═════ Dataset records ═════

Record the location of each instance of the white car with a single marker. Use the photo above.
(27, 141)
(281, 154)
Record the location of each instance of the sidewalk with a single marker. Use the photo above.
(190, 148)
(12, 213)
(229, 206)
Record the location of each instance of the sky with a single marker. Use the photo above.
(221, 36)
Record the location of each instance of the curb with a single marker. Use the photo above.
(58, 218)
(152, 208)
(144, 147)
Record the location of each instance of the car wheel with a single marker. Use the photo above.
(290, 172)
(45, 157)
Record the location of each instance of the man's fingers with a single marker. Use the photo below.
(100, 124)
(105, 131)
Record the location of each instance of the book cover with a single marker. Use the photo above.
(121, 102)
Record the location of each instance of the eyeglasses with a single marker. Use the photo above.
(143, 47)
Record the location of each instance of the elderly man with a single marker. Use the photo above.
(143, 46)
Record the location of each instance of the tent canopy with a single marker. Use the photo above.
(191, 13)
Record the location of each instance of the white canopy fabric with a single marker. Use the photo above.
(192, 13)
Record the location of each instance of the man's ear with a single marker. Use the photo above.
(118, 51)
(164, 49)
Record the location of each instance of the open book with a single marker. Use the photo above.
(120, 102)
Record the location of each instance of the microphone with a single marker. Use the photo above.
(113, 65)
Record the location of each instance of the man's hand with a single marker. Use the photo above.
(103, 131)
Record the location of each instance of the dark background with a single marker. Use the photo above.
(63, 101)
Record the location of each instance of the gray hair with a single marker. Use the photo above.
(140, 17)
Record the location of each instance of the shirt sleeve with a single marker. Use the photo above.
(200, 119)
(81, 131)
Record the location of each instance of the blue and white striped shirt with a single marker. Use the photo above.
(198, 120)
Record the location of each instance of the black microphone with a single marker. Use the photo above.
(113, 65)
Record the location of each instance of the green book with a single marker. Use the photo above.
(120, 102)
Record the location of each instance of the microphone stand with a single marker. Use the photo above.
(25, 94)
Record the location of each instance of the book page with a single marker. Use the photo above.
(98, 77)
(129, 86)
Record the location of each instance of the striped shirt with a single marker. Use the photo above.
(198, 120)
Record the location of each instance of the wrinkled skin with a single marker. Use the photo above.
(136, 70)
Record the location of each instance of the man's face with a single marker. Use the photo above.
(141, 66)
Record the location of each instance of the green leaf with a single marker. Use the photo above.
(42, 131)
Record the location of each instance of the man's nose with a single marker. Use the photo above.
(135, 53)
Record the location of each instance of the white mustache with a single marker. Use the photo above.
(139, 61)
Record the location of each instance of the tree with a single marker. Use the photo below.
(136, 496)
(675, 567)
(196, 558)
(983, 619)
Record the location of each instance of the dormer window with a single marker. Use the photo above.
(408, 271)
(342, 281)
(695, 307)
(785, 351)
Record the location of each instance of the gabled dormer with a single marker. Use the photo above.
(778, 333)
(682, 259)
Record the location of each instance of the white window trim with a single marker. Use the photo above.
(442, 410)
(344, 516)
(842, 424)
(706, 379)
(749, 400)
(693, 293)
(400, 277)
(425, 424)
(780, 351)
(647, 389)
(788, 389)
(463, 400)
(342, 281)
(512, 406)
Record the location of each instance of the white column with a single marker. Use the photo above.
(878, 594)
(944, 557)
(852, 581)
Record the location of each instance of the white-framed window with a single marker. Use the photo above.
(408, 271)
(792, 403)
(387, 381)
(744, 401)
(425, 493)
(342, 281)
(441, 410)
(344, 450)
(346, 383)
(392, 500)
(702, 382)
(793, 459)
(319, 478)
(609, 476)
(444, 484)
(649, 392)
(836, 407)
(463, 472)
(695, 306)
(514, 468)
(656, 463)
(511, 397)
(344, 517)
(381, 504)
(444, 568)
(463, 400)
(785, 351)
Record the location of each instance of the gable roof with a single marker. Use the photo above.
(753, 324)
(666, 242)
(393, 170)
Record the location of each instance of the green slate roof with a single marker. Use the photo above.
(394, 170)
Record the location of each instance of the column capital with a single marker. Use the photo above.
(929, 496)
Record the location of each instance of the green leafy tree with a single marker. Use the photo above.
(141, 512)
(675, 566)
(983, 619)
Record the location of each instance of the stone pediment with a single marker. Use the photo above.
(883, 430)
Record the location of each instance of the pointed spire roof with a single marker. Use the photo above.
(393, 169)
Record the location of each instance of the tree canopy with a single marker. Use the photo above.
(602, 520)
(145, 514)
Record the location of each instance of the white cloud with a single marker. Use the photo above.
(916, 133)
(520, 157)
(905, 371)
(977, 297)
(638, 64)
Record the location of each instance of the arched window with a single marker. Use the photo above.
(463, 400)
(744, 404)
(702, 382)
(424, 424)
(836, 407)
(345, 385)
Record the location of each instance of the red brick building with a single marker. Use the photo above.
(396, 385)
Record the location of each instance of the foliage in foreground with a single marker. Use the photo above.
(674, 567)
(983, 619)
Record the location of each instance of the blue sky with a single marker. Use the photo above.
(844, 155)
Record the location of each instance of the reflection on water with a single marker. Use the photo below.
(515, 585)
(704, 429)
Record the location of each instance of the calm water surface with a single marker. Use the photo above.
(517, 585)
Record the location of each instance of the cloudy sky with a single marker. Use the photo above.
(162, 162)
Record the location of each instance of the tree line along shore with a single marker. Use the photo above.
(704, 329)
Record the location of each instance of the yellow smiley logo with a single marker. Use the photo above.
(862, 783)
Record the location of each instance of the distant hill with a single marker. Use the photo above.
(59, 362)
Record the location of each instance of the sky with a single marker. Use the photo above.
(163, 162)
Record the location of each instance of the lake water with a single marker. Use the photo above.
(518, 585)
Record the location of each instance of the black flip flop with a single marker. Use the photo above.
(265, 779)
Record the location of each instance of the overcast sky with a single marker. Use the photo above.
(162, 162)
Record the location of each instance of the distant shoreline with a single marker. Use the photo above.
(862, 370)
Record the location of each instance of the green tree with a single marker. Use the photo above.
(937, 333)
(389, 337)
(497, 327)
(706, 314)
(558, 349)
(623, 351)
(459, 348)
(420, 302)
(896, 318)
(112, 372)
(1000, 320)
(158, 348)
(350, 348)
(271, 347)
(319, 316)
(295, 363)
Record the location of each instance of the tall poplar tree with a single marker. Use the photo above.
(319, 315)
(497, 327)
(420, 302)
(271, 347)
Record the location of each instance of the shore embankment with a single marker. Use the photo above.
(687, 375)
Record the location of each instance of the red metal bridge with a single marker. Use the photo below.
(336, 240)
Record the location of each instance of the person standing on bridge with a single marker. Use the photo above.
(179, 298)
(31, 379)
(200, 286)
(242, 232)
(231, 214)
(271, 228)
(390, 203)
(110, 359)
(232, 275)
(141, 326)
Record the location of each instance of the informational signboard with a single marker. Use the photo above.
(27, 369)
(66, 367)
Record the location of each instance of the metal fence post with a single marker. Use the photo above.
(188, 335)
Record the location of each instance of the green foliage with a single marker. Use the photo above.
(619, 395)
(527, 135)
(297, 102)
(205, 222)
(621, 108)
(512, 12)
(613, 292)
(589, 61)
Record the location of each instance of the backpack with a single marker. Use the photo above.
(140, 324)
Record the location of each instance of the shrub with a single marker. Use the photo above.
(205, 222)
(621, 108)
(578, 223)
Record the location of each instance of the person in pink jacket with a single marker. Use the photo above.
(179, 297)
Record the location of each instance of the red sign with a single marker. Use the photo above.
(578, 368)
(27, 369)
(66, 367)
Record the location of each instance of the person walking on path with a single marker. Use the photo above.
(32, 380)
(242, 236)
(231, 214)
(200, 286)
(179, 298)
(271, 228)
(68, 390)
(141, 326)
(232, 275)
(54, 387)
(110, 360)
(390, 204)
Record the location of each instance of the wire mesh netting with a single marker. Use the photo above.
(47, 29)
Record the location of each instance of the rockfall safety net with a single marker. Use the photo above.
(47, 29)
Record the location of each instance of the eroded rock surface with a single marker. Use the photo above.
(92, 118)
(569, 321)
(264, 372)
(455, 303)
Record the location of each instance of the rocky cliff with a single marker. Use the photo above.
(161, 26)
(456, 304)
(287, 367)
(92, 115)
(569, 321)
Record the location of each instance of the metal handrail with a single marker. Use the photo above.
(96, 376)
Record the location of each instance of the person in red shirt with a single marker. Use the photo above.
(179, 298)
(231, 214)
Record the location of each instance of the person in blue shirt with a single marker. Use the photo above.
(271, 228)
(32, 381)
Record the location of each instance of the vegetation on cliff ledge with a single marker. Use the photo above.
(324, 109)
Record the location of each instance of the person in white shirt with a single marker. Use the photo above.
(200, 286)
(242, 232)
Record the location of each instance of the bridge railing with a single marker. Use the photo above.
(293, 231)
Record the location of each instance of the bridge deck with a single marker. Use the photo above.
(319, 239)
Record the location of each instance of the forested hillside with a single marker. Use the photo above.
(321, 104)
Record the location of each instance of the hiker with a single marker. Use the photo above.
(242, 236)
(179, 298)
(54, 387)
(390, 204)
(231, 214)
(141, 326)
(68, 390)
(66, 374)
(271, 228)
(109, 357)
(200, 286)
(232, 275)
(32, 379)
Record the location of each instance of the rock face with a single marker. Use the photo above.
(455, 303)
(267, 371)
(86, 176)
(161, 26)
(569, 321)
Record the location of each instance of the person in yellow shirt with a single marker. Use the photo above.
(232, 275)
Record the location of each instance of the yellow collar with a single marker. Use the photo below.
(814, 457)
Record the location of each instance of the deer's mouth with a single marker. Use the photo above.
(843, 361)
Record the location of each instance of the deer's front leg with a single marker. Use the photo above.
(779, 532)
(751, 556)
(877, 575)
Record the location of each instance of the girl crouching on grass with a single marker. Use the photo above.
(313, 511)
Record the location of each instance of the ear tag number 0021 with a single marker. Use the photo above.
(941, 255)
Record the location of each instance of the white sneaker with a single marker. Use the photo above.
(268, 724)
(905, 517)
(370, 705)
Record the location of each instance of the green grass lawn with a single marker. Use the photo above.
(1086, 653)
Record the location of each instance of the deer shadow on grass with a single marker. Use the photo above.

═════

Repeat exactly the lines above, starting with the line that contains "Record the location of each instance of the person in red" and ending with the last line, both included, and nothing else.

## Response to the exercise
Record the location of each instance of the person in red shirt with a single marker. Use the photo above.
(179, 298)
(231, 214)
Record the location of each instance of the person in blue shirt with a single marker. Use the photo above.
(271, 228)
(32, 381)
Record the location of each instance of the vegetation on cliff ledge with a single marker. Use the photo above.
(324, 109)
Record the location of each instance of the person in white shirt with a single marker. Use the photo above.
(200, 286)
(242, 232)
Record the location of each instance of the bridge railing with a single marker. Use the photo above.
(293, 231)
Record the location of each instance of the bridge deck with a single marker. Use the photo above.
(319, 239)
Record the location of each instance of the forested hillside with a single marker. Use the photo above.
(321, 104)
Record the location of each instance of the hiker with a single marker. Use the photo above.
(242, 236)
(179, 298)
(54, 387)
(390, 204)
(231, 214)
(141, 326)
(68, 390)
(66, 374)
(271, 228)
(109, 357)
(200, 286)
(232, 275)
(32, 379)
Record the location of each instance of the rock face with a single marker. Use the photo above.
(455, 303)
(267, 371)
(86, 176)
(161, 26)
(569, 321)
Record the location of each instance of the person in yellow shirt with a single marker. Use the photo above.
(232, 275)
Record the location of each instance of the yellow collar with a single marker. Use the photo below.
(814, 457)
Record the location of each instance of the deer's mouth with a single marker. Use the photo above.
(843, 361)
Record the location of each instance of the deer's front leg with a single marker. Use the photo above.
(779, 532)
(751, 556)
(877, 575)
Record the location of each instance of the girl crouching on grass with a single marker. Use the photo above.
(313, 511)
Record the location of each instance of the ear tag number 0021 with a single marker. Use the photo above.
(941, 255)
Record the location of each instance of the white sneaker with a single marker. Use the photo above.
(268, 724)
(905, 517)
(370, 705)
Record the location of each instance of the green grass lawn with a single marker. Use the photo above.
(1086, 653)
Record the location of each instance of the deer shadow on grass with a single marker. Use the photo above.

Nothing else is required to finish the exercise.